"""

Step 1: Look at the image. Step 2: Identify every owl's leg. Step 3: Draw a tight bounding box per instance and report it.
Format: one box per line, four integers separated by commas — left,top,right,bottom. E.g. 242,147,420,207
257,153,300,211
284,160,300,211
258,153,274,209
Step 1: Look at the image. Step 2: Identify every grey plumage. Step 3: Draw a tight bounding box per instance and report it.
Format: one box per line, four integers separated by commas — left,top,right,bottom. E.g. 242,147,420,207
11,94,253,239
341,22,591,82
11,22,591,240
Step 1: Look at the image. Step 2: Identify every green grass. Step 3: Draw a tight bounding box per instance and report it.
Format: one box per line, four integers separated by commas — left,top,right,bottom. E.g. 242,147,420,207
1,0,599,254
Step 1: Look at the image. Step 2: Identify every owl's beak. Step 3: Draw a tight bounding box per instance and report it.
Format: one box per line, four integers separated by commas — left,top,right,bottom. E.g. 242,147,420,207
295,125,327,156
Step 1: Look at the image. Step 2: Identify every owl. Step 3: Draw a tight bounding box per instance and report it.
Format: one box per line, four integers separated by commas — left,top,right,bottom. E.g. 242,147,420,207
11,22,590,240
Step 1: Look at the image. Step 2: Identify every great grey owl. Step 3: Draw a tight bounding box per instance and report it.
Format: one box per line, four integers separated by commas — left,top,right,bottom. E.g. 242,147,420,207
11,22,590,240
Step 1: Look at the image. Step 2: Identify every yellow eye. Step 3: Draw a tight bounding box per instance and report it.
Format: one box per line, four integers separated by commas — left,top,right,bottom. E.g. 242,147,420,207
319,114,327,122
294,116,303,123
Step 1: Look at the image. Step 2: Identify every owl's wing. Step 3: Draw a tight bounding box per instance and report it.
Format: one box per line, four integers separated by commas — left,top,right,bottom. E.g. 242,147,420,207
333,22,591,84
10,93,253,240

"""
"""

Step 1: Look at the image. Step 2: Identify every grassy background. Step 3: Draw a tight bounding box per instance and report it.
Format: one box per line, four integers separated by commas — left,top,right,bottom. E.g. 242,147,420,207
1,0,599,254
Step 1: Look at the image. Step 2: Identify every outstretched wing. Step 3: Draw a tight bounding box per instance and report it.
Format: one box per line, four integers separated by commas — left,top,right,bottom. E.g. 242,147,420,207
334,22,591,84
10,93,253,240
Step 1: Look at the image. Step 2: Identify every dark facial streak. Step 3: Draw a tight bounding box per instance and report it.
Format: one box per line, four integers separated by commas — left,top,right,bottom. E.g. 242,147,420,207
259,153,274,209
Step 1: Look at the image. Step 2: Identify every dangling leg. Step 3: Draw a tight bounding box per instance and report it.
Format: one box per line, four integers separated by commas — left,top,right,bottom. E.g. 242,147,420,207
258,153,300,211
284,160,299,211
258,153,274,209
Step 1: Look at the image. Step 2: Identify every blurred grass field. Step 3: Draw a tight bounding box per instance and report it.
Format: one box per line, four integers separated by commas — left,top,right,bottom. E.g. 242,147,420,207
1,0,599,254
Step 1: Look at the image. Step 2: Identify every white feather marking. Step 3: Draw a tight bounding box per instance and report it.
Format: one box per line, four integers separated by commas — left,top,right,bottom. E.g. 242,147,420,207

"""

◆ **Task brief**:
Check each line of the records for the string "grey" and copy those that have it.

◆ **Response to the exercise**:
Step 1: Look at the image. Step 2: Identify every grey plumage. Step 3: Draw a tight bounding box per instance and report it.
Step 1: Look at the image. Step 2: Identify every great grey owl. Step 3: Draw a tight bounding box per instance and report it.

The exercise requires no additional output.